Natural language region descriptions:
....

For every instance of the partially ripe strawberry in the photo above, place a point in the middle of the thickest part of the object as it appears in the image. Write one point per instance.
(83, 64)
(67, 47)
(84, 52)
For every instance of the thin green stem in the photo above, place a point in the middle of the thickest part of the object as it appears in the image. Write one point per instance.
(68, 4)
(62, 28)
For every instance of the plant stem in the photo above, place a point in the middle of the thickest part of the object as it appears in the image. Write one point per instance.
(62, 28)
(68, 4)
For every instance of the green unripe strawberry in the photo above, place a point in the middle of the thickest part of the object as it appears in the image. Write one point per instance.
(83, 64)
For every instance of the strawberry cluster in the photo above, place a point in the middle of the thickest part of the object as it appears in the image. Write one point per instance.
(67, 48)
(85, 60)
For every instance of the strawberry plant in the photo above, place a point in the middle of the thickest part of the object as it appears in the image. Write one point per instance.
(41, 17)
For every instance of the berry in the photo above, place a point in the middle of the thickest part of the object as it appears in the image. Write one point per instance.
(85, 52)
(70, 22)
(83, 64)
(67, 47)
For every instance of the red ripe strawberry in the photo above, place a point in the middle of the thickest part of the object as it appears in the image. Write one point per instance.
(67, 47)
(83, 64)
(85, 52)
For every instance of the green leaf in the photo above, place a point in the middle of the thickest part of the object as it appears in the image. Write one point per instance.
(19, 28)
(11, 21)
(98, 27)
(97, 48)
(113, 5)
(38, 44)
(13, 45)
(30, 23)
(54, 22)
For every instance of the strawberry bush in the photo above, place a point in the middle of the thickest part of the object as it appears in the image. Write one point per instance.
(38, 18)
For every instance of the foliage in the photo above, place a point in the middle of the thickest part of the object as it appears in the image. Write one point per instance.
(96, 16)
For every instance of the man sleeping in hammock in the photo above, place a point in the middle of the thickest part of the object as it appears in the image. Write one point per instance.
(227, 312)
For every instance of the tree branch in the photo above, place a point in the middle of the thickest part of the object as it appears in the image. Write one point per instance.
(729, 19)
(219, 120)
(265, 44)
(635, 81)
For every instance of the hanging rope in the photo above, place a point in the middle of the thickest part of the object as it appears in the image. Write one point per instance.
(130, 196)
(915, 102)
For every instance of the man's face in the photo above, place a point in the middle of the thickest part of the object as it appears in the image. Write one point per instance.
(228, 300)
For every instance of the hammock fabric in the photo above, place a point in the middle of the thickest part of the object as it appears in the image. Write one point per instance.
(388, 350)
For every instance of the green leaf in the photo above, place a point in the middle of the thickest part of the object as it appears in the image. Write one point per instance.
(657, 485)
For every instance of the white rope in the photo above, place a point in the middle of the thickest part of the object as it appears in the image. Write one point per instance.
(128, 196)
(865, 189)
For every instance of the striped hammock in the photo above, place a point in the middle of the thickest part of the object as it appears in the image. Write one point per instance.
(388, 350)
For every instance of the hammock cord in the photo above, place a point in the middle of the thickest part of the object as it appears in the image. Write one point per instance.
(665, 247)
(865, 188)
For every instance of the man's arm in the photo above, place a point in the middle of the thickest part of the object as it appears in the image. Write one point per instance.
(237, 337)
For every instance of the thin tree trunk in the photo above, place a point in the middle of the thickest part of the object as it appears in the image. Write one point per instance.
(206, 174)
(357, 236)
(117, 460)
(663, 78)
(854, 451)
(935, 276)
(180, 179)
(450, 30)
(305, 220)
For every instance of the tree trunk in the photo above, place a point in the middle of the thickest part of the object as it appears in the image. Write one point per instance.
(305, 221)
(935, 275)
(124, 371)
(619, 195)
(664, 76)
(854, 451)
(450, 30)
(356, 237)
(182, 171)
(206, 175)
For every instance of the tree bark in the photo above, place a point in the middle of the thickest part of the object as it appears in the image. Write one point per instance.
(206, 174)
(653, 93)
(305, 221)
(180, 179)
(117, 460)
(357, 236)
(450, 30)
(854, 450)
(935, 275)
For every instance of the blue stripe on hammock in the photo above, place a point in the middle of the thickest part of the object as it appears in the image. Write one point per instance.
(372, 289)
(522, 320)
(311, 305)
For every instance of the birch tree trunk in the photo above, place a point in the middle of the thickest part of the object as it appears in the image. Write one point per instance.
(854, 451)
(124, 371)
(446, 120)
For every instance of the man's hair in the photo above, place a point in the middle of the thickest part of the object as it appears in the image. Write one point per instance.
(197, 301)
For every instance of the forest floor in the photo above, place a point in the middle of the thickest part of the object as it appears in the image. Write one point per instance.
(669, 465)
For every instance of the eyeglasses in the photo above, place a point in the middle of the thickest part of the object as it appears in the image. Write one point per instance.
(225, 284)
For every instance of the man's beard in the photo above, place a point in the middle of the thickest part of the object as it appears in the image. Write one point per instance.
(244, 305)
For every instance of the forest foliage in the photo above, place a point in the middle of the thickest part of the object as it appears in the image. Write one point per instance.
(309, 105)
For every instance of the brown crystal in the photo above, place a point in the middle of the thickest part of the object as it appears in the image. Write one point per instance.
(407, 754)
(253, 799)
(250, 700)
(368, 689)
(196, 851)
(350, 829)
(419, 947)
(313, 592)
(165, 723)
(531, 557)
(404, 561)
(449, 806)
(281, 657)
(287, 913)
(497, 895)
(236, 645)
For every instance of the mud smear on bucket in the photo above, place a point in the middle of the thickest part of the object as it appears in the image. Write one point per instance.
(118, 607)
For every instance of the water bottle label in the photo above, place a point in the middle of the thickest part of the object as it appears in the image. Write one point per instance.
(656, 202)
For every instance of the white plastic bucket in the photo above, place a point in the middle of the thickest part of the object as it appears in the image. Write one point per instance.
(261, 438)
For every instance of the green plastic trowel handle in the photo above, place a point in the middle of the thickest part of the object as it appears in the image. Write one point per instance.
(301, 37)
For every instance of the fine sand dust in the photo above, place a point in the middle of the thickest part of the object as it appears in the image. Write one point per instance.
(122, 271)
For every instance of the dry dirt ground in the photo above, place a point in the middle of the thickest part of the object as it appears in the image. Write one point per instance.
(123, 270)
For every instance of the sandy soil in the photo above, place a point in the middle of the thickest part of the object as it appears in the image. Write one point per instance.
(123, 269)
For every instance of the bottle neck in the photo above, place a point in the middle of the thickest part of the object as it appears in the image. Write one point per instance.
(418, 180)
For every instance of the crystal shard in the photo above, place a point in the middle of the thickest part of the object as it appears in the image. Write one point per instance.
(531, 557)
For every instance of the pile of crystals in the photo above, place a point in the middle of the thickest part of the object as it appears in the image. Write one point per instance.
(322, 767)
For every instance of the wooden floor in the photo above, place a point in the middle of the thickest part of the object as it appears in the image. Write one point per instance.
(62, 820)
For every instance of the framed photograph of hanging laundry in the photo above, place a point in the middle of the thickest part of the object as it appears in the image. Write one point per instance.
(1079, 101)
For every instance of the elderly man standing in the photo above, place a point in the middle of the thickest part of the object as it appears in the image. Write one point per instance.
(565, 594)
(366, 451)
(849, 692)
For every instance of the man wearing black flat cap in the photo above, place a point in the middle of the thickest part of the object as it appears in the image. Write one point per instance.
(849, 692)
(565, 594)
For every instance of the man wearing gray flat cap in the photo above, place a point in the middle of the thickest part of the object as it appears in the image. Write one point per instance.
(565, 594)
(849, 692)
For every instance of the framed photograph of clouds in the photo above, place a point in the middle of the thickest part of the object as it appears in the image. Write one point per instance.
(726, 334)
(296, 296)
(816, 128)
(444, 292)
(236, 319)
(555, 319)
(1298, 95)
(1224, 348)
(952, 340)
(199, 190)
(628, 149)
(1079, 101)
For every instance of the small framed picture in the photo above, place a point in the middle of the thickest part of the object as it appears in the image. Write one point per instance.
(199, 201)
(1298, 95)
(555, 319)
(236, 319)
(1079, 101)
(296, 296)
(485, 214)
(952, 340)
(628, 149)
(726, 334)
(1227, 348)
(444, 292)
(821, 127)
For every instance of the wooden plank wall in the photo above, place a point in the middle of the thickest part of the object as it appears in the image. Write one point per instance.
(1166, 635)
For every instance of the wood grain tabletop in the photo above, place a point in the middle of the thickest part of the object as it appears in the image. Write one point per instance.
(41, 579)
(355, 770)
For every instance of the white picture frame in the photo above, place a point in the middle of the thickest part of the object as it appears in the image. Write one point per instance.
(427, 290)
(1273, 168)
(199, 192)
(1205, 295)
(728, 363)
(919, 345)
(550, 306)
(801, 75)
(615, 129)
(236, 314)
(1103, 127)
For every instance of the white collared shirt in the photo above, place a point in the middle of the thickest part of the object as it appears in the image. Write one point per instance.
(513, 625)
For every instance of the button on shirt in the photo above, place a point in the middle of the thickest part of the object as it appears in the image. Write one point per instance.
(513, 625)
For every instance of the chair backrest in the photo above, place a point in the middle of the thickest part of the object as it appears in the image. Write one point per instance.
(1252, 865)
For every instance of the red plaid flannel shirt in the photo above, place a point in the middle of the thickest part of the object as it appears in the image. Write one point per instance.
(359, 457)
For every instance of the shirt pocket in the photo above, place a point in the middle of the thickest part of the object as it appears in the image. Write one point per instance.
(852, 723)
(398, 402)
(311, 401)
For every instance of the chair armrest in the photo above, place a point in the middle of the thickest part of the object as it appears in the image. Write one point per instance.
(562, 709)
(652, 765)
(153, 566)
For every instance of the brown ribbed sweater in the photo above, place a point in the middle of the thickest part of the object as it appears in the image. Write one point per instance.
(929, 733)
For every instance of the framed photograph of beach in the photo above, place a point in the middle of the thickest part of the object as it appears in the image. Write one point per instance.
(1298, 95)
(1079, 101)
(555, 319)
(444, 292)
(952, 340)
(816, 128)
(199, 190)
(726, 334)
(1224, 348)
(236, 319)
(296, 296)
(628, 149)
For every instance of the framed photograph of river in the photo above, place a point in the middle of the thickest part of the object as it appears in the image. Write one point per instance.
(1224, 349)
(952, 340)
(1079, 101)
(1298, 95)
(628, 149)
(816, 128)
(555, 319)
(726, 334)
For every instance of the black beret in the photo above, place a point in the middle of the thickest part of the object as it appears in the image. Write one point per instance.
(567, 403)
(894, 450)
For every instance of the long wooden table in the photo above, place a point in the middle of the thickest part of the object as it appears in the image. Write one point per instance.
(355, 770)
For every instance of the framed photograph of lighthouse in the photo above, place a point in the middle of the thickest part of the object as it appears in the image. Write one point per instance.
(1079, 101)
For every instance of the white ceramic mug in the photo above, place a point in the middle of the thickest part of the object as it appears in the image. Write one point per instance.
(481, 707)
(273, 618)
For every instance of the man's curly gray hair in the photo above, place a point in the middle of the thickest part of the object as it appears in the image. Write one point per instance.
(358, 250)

....

### What the exercise asks
Print exactly, and only, the lines running from the one that contains "For every instance of the white ceramic" to the last line of the records above.

### Exercise response
For every instance of the white ceramic mug in the photo above, place a point in the middle of the thickest part of the object as it appears in the image. Write one point per instance.
(481, 707)
(273, 618)
For every instance of the man's curly gray hair in the photo above, place a point in the middle of the thickest part of the object as it appears in the image. Write one point per instance.
(358, 250)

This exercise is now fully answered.